DOCUMENT SOURCE:
◇ ◇ ◇ ◇ ◇

Le transport et la distribution d’images vidéo et informatiques sur les câblages à paires torsadées se sont généralisés en entreprise depuis de nombreuses années. Et ce pour plusieurs raisons. Les liaisons HDMI (ou ses cousines comme l’ancêtre VGA, le DisplayPort ou le DVI) sont limitées en longueur, de l’ordre de 10 à 15 mètres, surtout si les images diffusées montent à des résolutions élevées comme le Full HD ou la 4K. Autre avantage, grâce aux boîtiers extendeurs (ou émetteurs), il est facile d’associer sur une liaison unique à la fois l’image, l’audio, l’USB, des ordres de télécommande et même de l’Ethernet pour piloter ou superviser l’équipement d’affichage. Et tout cela sur un câble unique à quatre paires torsadées qui est devenu la norme des câblages courants faibles dans les bâtiments.

◇ ◇ ◇ ◇ ◇

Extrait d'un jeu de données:

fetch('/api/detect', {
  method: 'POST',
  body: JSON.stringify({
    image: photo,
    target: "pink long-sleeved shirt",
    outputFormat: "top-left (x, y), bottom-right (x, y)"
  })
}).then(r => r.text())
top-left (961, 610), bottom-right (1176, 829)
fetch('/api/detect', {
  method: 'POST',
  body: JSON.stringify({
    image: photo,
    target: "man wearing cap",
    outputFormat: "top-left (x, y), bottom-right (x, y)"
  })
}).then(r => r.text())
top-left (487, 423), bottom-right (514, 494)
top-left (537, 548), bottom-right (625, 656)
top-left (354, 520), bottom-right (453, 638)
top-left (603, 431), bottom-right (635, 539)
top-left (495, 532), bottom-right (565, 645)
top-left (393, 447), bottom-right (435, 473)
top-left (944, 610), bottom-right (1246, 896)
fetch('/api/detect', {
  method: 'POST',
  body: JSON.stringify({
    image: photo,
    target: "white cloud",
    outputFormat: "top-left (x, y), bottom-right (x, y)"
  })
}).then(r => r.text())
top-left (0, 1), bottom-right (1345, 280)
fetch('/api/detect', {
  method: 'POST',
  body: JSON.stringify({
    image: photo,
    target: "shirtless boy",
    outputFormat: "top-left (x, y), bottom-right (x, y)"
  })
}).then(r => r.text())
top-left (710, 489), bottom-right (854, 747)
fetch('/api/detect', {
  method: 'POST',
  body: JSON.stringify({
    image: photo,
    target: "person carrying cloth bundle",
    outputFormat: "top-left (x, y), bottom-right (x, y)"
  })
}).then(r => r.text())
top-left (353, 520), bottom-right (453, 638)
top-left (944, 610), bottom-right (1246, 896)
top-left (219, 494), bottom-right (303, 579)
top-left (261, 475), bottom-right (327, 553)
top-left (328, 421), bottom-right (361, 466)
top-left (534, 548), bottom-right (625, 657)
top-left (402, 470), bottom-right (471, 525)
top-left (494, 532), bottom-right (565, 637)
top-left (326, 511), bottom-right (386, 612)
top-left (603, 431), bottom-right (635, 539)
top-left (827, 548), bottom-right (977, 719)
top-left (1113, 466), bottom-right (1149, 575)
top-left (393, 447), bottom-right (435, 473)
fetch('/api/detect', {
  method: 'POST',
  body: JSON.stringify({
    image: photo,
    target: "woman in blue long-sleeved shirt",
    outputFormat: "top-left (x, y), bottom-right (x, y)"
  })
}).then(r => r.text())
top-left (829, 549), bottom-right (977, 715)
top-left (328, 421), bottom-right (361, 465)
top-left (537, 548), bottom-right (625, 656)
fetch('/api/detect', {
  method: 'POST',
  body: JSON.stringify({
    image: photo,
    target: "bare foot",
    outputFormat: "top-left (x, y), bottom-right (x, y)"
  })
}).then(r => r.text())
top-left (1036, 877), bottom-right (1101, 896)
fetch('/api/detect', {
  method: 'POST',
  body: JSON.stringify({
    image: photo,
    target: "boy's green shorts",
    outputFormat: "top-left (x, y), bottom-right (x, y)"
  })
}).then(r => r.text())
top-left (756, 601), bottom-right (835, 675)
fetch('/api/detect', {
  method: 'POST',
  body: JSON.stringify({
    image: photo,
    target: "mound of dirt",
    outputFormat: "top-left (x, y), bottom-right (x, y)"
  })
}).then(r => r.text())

◇ ◇ ◇ ◇ ◇

CONSIGNE 1: Reproduisez à l'identique le passage du texte sur la vidéo par paires torsadées compris entre « Le transport et » et « dans les bâtiments. », bornes incluses.
CONSIGNE 2: Reprenez le texte sur le transport de la vidéo par câble à paires torsadées et poursuivez-le après sa dernière phrase.

RÉSULTAT OBTENU 1:
Le transport et la distribution d’images vidéo et informatiques sur les câblages à paires torsadées se sont généralisés en entreprise depuis de nombreuses années. Et ce pour plusieurs raisons. Les liaisons HDMI (ou ses cousines comme l’ancêtre VGA, le DisplayPort ou le DVI) sont limitées en longueur, de l’ordre de 10 à 15 mètres, surtout si les images diffusées montent à des résolutions élevées comme le Full HD ou la 4K. Autre avantage, grâce aux boîtiers extendeurs (ou émetteurs), il est facile d’associer sur une liaison unique à la fois l’image, l’audio, l’USB, des ordres de télécommande et même de l’Ethernet pour piloter ou superviser l’équipement d’affichage. Et tout cela sur un câble unique à quatre paires torsadées qui est devenu la norme des câblages courants faibles dans les bâtiments.

RÉSULTAT OBTENU 2:
De nombreux industriels spécialisés dans les équipements de commutation ou de distribution d’images informatiques ont complété leurs catalogues avec une multitude de boîtiers émetteurs ou récepteurs pour mettre à profit les caractéristiques des câbles réseau qui innervent les bâtiments tertiaires avec des performances toujours plus élevées. En quelques années les débits sur ces câbles sont passés du 10 Mb/s au 100 Mb/s, puis au Gigabit Ethernet et bientôt au 10 Gb/s.
Comme à chaque fois qu’une innovation technologique se développe sur un nouveau marché, chaque industriel développe sa propre solution avec ses caractéristiques spécifiques, arguant que ses choix sont meilleurs que ceux des concurrents. Et ainsi chacun des grands acteurs du marché a développé sa propre gamme d’extendeurs, de matrices ou d’outils de présentation avec son propre système de transport sur paires torsadées : DX Link chez AMX, DGKat pour Kramer, Digital Media chez Crestron, ou encore DTP et XTP pour Extron, pour ne nommer que les principaux constructeurs largement présents sur le marché français.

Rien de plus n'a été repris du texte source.